▶ _Task to carry out_: Would you write out the entries that follow word for word, omitting any images?

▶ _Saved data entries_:
# # #

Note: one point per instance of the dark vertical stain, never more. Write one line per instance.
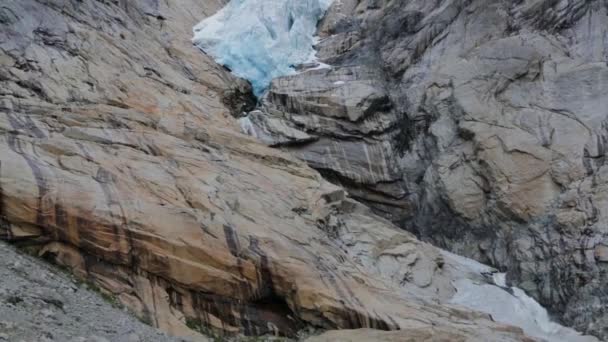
(5, 230)
(265, 282)
(41, 182)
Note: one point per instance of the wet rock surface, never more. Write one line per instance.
(478, 125)
(121, 160)
(40, 304)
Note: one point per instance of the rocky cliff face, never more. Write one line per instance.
(478, 125)
(120, 159)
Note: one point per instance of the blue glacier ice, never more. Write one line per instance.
(262, 39)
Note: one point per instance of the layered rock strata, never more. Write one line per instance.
(477, 125)
(120, 159)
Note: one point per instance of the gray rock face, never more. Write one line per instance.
(120, 159)
(481, 126)
(40, 304)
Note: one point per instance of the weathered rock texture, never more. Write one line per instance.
(119, 158)
(39, 304)
(479, 125)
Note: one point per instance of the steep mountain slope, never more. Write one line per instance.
(120, 159)
(480, 126)
(41, 304)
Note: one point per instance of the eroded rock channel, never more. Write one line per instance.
(476, 125)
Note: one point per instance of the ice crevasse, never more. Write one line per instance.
(262, 39)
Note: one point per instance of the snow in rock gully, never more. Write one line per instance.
(263, 39)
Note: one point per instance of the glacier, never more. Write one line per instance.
(509, 305)
(259, 40)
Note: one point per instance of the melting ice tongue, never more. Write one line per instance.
(510, 305)
(261, 39)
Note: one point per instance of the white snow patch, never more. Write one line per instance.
(262, 39)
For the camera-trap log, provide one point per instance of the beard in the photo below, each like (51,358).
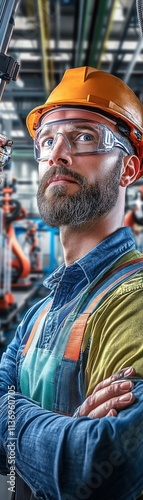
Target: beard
(91,202)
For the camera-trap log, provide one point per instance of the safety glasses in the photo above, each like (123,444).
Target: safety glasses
(76,136)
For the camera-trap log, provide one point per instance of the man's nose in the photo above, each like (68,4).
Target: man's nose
(60,150)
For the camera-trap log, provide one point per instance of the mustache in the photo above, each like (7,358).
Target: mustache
(61,170)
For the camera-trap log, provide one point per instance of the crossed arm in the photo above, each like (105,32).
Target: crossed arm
(77,458)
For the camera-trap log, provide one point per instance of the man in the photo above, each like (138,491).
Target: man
(88,140)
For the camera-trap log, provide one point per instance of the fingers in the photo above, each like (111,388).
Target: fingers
(112,406)
(125,372)
(114,396)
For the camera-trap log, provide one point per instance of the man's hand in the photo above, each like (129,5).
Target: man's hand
(109,396)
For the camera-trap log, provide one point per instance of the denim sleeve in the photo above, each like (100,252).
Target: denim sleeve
(62,458)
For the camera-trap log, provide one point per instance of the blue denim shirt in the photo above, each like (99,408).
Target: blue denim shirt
(61,457)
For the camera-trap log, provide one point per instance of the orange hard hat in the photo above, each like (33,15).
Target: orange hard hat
(92,88)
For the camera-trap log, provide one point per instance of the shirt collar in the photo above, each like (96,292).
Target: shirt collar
(99,259)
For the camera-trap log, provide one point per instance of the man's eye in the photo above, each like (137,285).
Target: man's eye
(85,137)
(46,142)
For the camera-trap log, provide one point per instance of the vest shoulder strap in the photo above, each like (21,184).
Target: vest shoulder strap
(106,285)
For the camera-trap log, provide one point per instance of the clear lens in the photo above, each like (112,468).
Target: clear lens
(79,137)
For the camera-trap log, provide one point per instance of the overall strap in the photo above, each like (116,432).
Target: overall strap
(35,327)
(110,282)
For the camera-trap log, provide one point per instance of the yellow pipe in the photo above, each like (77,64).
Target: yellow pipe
(107,34)
(45,43)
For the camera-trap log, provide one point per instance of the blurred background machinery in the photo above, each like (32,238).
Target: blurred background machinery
(43,39)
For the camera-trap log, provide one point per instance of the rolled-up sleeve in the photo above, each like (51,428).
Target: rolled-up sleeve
(63,458)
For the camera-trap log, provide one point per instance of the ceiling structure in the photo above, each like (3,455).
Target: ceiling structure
(52,35)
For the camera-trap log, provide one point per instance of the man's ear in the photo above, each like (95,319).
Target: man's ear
(130,170)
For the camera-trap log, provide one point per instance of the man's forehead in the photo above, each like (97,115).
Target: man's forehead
(71,113)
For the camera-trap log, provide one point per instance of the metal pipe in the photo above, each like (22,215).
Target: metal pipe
(133,61)
(107,32)
(45,40)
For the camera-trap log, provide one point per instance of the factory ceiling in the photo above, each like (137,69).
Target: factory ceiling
(50,36)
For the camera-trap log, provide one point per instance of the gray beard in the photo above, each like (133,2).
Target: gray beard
(91,202)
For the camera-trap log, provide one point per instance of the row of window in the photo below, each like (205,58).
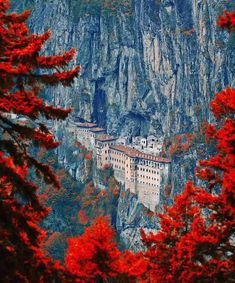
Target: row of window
(147,177)
(148,170)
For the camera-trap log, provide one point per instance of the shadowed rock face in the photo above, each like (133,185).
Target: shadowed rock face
(148,67)
(154,64)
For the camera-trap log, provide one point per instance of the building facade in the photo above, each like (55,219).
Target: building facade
(135,166)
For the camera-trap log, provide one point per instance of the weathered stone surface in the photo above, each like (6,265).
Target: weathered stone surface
(151,69)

# # #

▶ _Task result_:
Note: one point per instance of the dark vertical stain, never more. Write one line per instance.
(5, 230)
(265, 282)
(41, 182)
Note: one point per instance of the wet rock surface, never more. Write one line per instance.
(478, 125)
(121, 160)
(40, 304)
Note: one point per instance of the rocky cliff face, never more. Write one line per instance.
(478, 125)
(120, 159)
Note: one point per instance of the blue glacier ice, never more. Write one line per instance.
(262, 39)
Note: one point per instance of the layered rock strata, never more. Write one line per instance.
(477, 125)
(120, 159)
Note: one point per instance of the gray rock face, never more. Write one line per instance.
(120, 159)
(481, 126)
(40, 304)
Note: one point per instance of the weathered rock texture, never more. Write one line per instance.
(119, 158)
(39, 304)
(479, 125)
Note: one point per instance of the steep mountain slope, never more. Write one line per instance.
(120, 159)
(480, 126)
(41, 304)
Note: one point per instance of the eroded rock channel, never more. Write one line per instance.
(476, 125)
Note: one point per instance of the ice crevasse, never more. Write one line per instance.
(262, 39)
Note: one point per instance of the snow in rock gully, never more. Write one line per instance.
(263, 39)
Note: one point per instance of the glacier, never more. Write one line per instance.
(509, 305)
(259, 40)
Note: one point per instance of the melting ice tongue, never more. Write one line per instance.
(510, 305)
(261, 39)
Note: one point per instance of the white snow patch, never more. Write one line per instance.
(262, 39)
For the camera-trap log, provide one point per instance of the beard in the photo below, each like (51,358).
Target: beard
(91,202)
For the camera-trap log, provide one point per instance of the safety glasses in the photo above, each like (123,444).
Target: safety glasses
(76,136)
For the camera-trap log, provide one point per instance of the man's nose in the photo above, each like (68,4).
Target: man's nose
(60,150)
For the camera-trap log, provide one point per instance of the mustache in the photo above, each like (7,358).
Target: mustache
(61,170)
For the camera-trap log, provide one point per instance of the crossed arm in the photo above, each like (105,32).
Target: crossed arm
(77,458)
For the camera-trap log, provide one point per instance of the man in the photo above, each like (138,491).
Target: man
(88,140)
For the camera-trap log, provide one point per instance of the fingers in the photo above, each like (111,388).
Target: fingers
(112,406)
(125,372)
(114,396)
For the camera-trap log, provide one point per instance of the man's hand in the photo above, each like (129,5).
Target: man's hand
(109,396)
For the camera-trap log, provide one point per instance of the denim sleeve in the photo above, each like (100,252).
Target: denim sleeve
(62,458)
For the camera-trap log, provide one point per instance of the blue denim shirt in the photo above, each like (99,408).
Target: blue denim shirt
(61,457)
For the camera-trap log, provide one point per instance of the orange hard hat in the photo above, each like (33,15).
Target: orange hard hat
(92,88)
For the camera-trap log, provide one point per instance of the shirt collar in the photo above, each like (96,292).
Target: shirt collar
(99,259)
For the camera-trap log, provide one point per instance of the man's eye in the photo above, each like (137,285).
Target: man's eye
(85,137)
(46,142)
For the camera-trap log, provide one point per instance of the vest shoulder strap in the photo above, each like (21,184).
Target: vest shoulder strap
(106,285)
For the camera-trap log, provide one point per instance of the clear lens in the photo above, each like (112,468).
Target: clear lens
(79,137)
For the camera-trap log, provide one point per instance of the overall strap in the photo above, each like (116,432).
Target: overall strap
(35,327)
(110,282)
For the camera-trap log, provide one point per instance of the yellow pipe in the photo above, each like (77,64).
Target: yellow pipe
(107,34)
(45,43)
For the camera-trap log, provide one point per instance of the blurred background machinery in the photo above, each like (32,238).
Target: blurred background machinery
(43,39)
For the camera-trap log, provide one point per instance of the rolled-up sleeve in the photo above, each like (51,428).
Target: rolled-up sleeve
(63,458)
For the camera-trap log, provide one point per instance of the ceiling structure in the photo above, each like (3,455).
Target: ceiling structure
(52,35)
For the camera-trap log, provide one point per instance of the man's ear in the photo above, each like (95,319).
Target: man's ear
(130,170)
For the camera-trap log, provide one point per instance of the man's forehead in the photo above, each like (97,115).
Target: man's forehead
(71,113)
For the camera-trap log, provide one point per instance of the metal pipe in the photo above, each like (22,215).
Target: metal pipe
(133,61)
(107,32)
(45,40)
For the camera-trap log, provide one point per instance of the factory ceiling in the photo above, each like (137,69).
Target: factory ceiling
(50,36)
For the camera-trap log, provide one point per instance of the gray beard in the photo above, each like (133,2).
Target: gray beard
(91,202)
For the camera-trap log, provide one point per instance of the row of window in the photo below, each like (205,58).
Target: row of window
(147,177)
(148,170)
For the camera-trap log, provide one point per instance of the shadowed rock face in the photo above, each like (133,185).
Target: shadowed rock face
(148,67)
(154,64)
For the camera-trap log, provide one point per instance of the building facade in the photo above, each like (55,219).
Target: building facade
(135,166)
For the camera-trap log, provide one point per instance of the weathered stone surface in the photo above, each like (6,265).
Target: weathered stone surface
(151,69)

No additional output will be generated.